**Page**

#####

Thread: How to achieve sustained disk performance of 1.25 GB write for 5 mins

How to achieve sustained disk performance of 1.25 GB write for 5 mins

From
Eric Comeau
Date:
This is not directly a PostgreSQL performance question but I'm hoping
some of the chaps that build high IO PostgreSQL servers on here can help.

We build file transfer acceleration s/w (and use PostgreSQL as our
database) but we need to build a test server that can handle a sustained
write throughput of 1,25 GB for 5 mins.

Why this number, because we want to push a 10 Gbps network link for 5-8
mins, 10Gbps = 1.25 GB write, and would like to drive it for 5-8 mins
which would be 400-500 GB.

Note this is just a "test" server therefore it does not need fault
tolerance.

Thanks in advance,
Eric

Re: How to achieve sustained disk performance of 1.25 GB write for 5 mins

From
"J. Roeleveld"
Date:
On Wednesday 17 November 2010 15:26:56 Eric Comeau wrote:
> This is not directly a PostgreSQL performance question but I'm hoping
> some of the chaps that build high IO PostgreSQL servers on here can help.
>
> We build file transfer acceleration s/w (and use PostgreSQL as our
> database) but we need to build a test server that can handle a sustained
> write throughput of 1,25 GB for 5 mins.
>
> Why this number, because we want to push a 10 Gbps network link for 5-8
> mins, 10Gbps = 1.25 GB write, and would like to drive it for 5-8 mins
> which would be 400-500 GB.

#####

**Collected material**
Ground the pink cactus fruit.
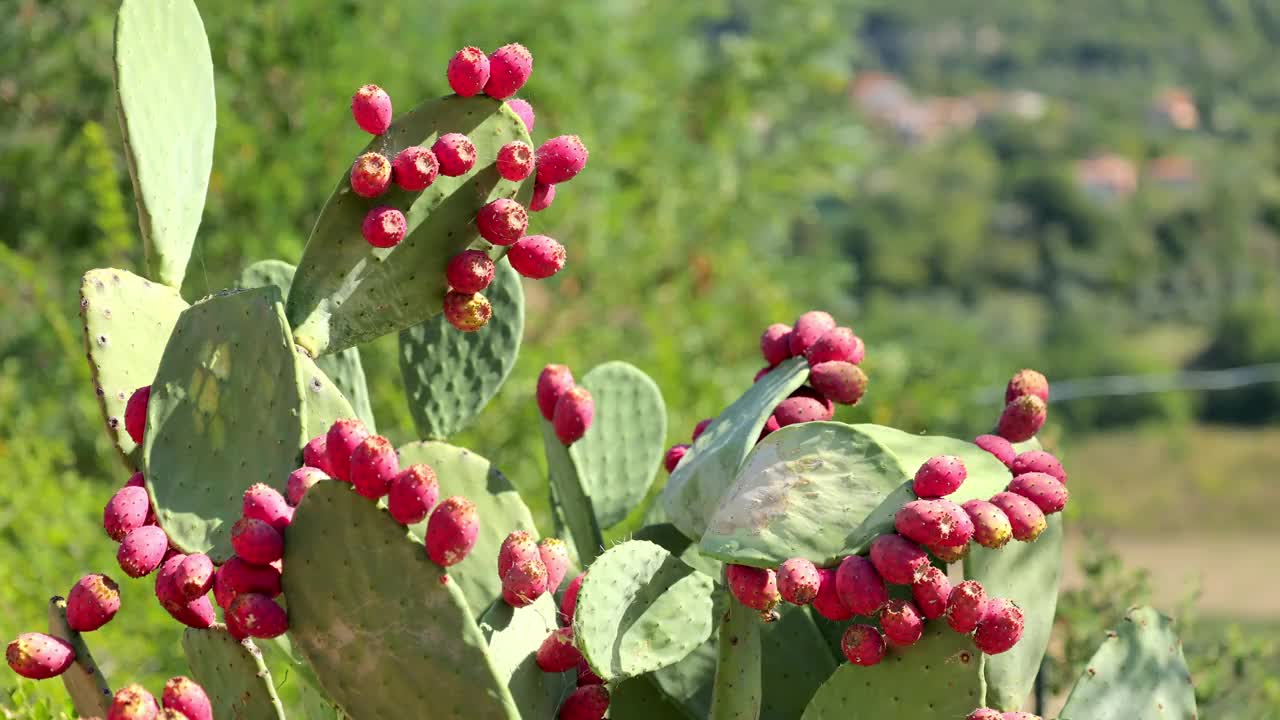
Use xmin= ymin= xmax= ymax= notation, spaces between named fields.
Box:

#####

**What you need to do**
• a. In the thread on sustained disk write performance, why does the poster want the test server to sustain a write rate of 1.25 GB per second? Answer in one to three sentences.
• b. Continue the thread on sustained disk write performance from the point where it stops.

**Task results**
• a. The poster wants to push a 10 Gbps network link for 5 to 8 minutes. A 10 Gbps link equals 1.25 GB of writes per second, so the server must keep that rate for the whole run.

• b.
>
> Note this is just a "test" server therefore it does not need fault
> tolerance.
>
> Thanks in advance,
> Eric

I'm sure there are others with more experience on this, but if you don't need
failt tolerance, a bunch of fast disks in striping-mode (so-called RAID-0) on
seperated channels (eg. different PCI-Express channels) would be my first step.

Alternatively, if you don't care if the data is actually stored, couldn't you
process it with a program that does a checksum over the data transmitted and
then ignores/forgets it? (eg. forget about disk-storage and do it all in
memory?)

--
Joost

Re: How to achieve sustained disk performance of 1.25 GB write for 5 mins

From
Digimer
Date:
On 11/17/2010 09:26 AM, Eric Comeau wrote:
> This is not directly a PostgreSQL performance question but I'm hoping
> some of the chaps that build high IO PostgreSQL servers on here can help.
>
> We build file transfer acceleration s/w (and use PostgreSQL as our
> database) but we need to build a test server that can handle a sustained
> write throughput of 1,25 GB for 5 mins.
>
> Why this number, because we want to push a 10 Gbps network link for 5-8
> mins, 10Gbps = 1.25 GB write, and would like to drive it for 5-8 mins
> which would be 400-500 GB.
>
> Note this is just a "test" server therefore it does not need fault
> tolerance.
>
> Thanks in advance,
> Eric
>

Off hand, I would suggest:

8x http://www.kingston.com/ssd/vplus100.asp (180MB/sec sustained write)
stripped (RAID 0, you did say that you don't care about safety). That
should be 1.44GB/sec write, minus overhead.

1x
http://www.lsi.com/channel/products/raid_controllers/3ware_9690sa8i/index.html
RAID card (note that it's the internal port model, despite the image)

4x http://usa.chenbro.com/corporatesite/products_detail.php?sku=114 (for
mounting the drives)

That would be about the minimum I should expect you can pay to get that
kind of performance. Others are free to dis/agree. :)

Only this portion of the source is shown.